◆ **TRY IT**:
Report the number of lines in the entries below that include the word "sample", and nothing else.

Excerpts from a dataset:
>>>>

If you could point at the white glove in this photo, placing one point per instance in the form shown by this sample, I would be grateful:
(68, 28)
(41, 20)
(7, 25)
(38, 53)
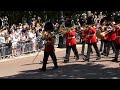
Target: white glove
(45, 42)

<<<<
>>>>

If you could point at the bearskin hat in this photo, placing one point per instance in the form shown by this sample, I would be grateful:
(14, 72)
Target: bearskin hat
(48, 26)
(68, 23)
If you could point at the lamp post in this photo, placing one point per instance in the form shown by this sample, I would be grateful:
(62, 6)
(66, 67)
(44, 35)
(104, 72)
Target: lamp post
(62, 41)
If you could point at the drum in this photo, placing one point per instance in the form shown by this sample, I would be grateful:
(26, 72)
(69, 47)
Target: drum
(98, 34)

<<<<

◆ **EXERCISE OUTPUT**:
4